** START Material provided **

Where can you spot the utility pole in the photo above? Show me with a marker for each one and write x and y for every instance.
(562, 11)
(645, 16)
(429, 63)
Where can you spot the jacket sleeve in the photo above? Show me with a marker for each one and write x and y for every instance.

** END Material provided **

### Exercise requirements
Please retype the listing above exactly as it appears, line for line.

### Written answer
Where can you spot the utility pole in the photo above? Show me with a marker for each one and write x and y for every instance.
(562, 11)
(645, 16)
(429, 63)
Where can you spot the jacket sleeve in the photo above? Show me with a marker for each one and write x and y for every instance.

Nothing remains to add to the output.